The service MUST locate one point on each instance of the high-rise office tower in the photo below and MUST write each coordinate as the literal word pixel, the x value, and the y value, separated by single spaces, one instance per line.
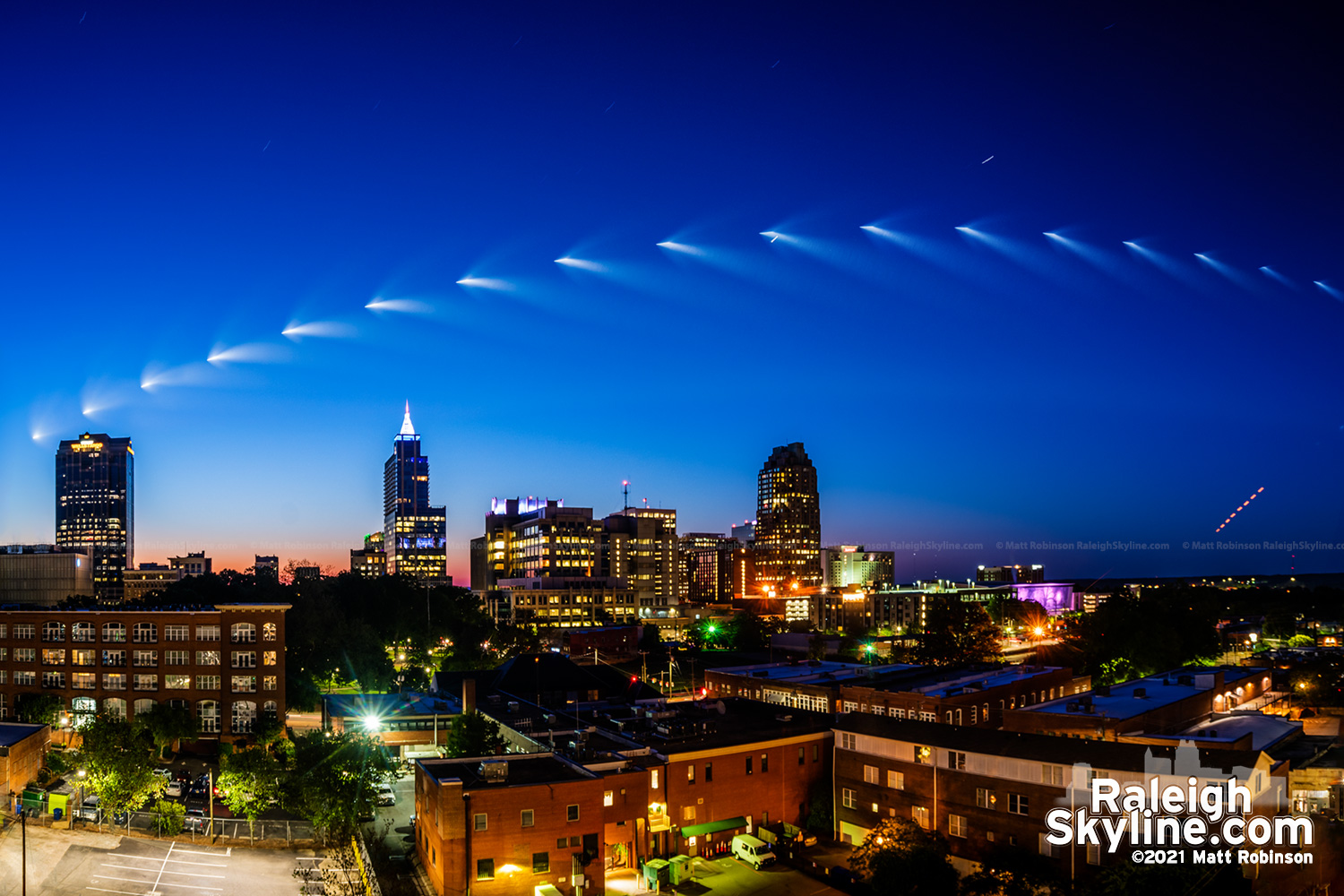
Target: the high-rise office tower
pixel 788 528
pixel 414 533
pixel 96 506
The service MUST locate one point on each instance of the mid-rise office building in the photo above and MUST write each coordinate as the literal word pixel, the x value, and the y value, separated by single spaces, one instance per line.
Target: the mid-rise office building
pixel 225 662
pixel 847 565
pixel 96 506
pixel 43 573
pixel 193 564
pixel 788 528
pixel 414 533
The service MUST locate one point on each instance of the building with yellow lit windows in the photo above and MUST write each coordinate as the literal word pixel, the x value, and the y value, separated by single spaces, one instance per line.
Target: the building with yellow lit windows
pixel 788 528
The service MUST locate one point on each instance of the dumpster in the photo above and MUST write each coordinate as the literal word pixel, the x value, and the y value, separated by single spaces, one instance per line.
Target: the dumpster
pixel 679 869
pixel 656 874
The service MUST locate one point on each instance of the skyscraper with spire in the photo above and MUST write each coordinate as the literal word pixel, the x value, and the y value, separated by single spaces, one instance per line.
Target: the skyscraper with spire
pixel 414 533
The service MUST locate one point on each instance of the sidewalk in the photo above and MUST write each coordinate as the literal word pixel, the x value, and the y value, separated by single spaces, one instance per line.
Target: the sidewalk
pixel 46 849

■ ■ ■ ■

* _Exercise prompt_: Please return, word for word, the stretch of the material above from the line containing "of the sidewalk" through the end of the material.

* _Expected answer_:
The service MUST locate one point on each instance of the sidewalk in the photo above and MUST write each coordinate as the literal word pixel, the x value, and the y value, separated by single spaces, one instance per line.
Target: the sidewalk
pixel 46 849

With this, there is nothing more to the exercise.